[Start of section]

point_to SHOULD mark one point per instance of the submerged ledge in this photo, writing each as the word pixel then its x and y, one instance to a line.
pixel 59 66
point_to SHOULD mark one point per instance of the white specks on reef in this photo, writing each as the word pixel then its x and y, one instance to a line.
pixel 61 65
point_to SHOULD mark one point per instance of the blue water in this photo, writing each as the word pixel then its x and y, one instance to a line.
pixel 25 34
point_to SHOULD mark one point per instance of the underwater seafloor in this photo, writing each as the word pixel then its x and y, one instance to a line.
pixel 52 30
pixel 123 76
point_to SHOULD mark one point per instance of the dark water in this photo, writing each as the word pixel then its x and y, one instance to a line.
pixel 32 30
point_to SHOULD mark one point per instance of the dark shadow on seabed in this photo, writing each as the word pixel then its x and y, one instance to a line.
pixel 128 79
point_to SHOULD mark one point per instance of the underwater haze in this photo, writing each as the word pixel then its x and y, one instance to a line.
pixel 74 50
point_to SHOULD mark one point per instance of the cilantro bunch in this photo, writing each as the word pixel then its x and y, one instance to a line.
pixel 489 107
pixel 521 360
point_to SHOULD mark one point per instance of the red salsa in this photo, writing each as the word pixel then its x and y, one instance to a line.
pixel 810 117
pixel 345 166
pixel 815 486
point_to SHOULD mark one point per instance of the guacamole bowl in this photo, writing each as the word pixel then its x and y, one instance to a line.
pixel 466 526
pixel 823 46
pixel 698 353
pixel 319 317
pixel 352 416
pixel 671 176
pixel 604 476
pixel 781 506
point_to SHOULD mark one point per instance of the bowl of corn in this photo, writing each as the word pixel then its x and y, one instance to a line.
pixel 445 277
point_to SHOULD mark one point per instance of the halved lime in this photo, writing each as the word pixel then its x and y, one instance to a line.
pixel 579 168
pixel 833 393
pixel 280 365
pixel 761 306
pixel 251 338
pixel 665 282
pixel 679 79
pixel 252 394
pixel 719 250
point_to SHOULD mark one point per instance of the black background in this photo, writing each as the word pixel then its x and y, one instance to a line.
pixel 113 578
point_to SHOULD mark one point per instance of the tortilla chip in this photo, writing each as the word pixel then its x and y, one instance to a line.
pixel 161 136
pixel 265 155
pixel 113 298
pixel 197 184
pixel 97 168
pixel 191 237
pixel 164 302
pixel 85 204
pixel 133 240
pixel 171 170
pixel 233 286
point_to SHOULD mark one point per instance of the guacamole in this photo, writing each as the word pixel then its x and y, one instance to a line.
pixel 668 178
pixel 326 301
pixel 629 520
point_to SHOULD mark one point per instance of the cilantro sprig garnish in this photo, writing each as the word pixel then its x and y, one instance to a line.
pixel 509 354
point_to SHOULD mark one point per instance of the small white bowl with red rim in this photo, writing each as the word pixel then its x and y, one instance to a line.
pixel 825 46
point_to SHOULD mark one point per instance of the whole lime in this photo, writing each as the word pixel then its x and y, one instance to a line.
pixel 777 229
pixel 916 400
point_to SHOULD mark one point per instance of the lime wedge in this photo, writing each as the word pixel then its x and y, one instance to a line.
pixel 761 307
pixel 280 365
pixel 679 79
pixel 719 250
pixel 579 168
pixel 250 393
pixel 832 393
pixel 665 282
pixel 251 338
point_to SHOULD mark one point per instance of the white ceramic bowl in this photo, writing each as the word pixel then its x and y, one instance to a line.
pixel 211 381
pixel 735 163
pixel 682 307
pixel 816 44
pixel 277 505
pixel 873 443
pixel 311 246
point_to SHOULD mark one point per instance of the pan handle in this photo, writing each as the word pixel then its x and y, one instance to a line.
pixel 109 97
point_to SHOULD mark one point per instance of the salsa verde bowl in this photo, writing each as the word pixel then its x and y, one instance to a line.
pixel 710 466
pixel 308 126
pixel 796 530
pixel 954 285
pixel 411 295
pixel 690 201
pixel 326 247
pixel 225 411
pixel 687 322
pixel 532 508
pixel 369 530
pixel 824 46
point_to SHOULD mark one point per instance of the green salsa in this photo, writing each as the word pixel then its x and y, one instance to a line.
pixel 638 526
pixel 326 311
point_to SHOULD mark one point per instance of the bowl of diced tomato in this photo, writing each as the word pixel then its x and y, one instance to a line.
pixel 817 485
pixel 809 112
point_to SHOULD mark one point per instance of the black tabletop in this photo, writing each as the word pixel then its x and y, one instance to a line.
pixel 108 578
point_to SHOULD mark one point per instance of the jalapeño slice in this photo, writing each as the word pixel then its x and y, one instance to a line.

[End of section]
[Start of section]

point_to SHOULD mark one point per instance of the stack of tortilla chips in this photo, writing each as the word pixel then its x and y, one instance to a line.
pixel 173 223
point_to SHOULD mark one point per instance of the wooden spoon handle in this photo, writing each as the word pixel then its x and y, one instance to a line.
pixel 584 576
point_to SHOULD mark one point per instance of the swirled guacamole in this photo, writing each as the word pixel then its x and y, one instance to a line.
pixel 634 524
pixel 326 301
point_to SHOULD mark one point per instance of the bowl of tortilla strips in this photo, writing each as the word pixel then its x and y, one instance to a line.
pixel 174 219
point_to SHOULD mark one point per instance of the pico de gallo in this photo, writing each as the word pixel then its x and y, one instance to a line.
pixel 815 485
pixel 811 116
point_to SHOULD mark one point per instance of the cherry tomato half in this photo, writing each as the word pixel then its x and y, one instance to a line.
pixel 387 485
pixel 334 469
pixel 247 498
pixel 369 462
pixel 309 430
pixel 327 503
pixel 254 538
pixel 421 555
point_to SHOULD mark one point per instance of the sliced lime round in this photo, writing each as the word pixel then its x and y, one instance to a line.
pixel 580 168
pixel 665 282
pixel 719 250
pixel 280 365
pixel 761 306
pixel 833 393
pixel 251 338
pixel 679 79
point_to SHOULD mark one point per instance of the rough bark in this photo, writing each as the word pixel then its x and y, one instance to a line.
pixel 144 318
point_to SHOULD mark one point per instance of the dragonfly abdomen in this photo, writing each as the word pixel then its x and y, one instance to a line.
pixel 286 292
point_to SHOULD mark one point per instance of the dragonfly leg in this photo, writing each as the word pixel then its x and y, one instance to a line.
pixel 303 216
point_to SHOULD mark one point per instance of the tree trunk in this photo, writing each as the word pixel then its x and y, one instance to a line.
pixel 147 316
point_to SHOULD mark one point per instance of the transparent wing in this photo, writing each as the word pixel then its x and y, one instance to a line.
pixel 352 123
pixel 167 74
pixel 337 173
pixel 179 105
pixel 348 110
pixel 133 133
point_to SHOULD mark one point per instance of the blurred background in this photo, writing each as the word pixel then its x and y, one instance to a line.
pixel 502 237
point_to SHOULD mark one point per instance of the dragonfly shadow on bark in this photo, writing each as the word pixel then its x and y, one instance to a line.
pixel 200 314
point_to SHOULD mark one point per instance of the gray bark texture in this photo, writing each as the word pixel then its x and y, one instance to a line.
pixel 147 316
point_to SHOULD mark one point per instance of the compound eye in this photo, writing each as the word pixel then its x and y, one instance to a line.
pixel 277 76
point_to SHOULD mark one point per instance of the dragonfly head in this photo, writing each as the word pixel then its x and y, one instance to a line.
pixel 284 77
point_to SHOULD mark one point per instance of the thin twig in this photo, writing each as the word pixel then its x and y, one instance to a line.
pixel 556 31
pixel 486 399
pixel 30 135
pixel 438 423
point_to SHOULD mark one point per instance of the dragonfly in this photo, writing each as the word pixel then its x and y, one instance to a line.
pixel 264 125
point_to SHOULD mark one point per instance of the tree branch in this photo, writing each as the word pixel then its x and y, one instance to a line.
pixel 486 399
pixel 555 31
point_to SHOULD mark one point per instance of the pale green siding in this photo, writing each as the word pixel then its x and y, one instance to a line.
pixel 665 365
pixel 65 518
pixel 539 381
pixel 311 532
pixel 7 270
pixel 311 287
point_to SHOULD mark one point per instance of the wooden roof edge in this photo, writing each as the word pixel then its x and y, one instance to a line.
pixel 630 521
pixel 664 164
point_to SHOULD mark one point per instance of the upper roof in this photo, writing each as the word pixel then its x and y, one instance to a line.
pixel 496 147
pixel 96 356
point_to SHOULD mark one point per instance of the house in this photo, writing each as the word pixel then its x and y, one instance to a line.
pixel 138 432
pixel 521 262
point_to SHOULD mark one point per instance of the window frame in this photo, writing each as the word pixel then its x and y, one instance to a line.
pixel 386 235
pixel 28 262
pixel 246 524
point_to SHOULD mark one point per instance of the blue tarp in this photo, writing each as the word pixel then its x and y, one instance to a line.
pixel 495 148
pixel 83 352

[End of section]
[Start of section]

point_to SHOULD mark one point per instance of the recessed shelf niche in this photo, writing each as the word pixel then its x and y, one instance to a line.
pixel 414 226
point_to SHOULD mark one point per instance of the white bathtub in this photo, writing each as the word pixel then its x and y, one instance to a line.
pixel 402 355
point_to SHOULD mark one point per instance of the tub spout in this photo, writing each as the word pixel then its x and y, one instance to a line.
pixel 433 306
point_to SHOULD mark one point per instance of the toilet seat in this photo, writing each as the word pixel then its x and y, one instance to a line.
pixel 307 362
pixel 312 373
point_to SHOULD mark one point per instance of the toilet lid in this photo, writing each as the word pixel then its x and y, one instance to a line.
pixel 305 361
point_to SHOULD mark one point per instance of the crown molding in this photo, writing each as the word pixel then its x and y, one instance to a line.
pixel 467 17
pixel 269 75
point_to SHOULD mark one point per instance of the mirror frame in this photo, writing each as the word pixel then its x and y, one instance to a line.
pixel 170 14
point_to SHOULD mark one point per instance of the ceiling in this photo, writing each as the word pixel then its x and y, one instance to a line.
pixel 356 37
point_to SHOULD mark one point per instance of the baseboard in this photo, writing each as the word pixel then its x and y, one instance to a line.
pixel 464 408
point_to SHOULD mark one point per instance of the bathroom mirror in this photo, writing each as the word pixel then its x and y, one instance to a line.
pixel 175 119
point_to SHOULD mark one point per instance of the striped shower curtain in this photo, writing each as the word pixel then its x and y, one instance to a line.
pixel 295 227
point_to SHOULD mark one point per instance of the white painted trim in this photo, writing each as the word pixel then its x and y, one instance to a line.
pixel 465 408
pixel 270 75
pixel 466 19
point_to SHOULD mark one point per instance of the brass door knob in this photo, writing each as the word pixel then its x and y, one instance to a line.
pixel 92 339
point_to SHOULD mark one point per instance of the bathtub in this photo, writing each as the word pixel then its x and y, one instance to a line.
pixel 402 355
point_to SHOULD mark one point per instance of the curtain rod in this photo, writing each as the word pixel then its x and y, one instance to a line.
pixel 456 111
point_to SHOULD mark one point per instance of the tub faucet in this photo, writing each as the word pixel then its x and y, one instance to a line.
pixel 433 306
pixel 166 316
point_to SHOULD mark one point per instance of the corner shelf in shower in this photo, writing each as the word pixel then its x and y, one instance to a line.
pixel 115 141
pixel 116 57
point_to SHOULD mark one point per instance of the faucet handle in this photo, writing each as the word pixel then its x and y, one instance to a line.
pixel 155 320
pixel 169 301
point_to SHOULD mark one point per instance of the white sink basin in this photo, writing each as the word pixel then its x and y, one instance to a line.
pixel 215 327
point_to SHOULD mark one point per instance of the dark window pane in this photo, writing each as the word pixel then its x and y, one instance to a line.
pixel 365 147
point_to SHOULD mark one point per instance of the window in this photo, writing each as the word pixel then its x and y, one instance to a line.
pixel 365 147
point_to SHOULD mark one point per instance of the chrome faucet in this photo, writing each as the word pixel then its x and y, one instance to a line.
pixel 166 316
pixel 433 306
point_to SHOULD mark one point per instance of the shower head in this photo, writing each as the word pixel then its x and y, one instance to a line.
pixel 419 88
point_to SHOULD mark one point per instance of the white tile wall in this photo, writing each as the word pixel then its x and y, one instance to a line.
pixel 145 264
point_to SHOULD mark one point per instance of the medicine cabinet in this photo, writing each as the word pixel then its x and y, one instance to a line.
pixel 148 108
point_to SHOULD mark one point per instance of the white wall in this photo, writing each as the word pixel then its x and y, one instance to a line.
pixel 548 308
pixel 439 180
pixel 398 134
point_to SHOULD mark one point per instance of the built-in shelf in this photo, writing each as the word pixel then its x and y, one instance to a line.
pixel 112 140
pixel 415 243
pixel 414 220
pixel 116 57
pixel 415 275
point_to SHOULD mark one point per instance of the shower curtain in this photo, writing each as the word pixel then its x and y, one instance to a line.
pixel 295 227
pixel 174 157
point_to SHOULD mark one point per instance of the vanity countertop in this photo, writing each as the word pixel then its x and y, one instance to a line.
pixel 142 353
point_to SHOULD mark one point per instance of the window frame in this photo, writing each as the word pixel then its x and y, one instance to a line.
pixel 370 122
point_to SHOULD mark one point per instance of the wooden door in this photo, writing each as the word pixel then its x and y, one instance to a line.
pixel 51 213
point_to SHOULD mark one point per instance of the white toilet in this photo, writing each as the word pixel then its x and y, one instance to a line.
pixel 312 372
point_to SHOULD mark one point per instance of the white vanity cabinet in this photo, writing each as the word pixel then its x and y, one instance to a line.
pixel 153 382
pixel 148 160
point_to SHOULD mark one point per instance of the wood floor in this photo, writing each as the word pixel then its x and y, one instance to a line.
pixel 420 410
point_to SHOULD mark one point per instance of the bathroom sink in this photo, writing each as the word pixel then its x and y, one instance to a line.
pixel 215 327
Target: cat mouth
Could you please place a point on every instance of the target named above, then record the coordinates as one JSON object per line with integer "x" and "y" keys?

[End of section]

ASSIGNMENT
Reproduce only the lines above spanning from the line containing "point_to SHOULD mark one point per instance of the wooden door" through the line containing "Could you please", word for word.

SOLUTION TO THIS PROBLEM
point_to SHOULD mark one point per instance of the wooden door in this photo, writing each as the word pixel then its x and y, one instance to a line.
pixel 51 213
point_to SHOULD mark one point per instance of the white toilet in this photo, writing each as the word pixel then its x and y, one instance to a line.
pixel 312 372
point_to SHOULD mark one point per instance of the white vanity cabinet in this photo, writing each as the word pixel then its x and y, one instance to a line.
pixel 153 382
pixel 148 160
point_to SHOULD mark one point per instance of the wood floor in this photo, writing each as the word pixel then its x and y, one instance to a line.
pixel 420 410
point_to SHOULD mark one point per instance of the bathroom sink in this photo, writing each as the word pixel then its x and y, one instance to a line.
pixel 215 327
Target: cat mouth
Could you please place a point on every instance of the target named above, then record the coordinates as one JSON object per line with integer "x" and "y" keys?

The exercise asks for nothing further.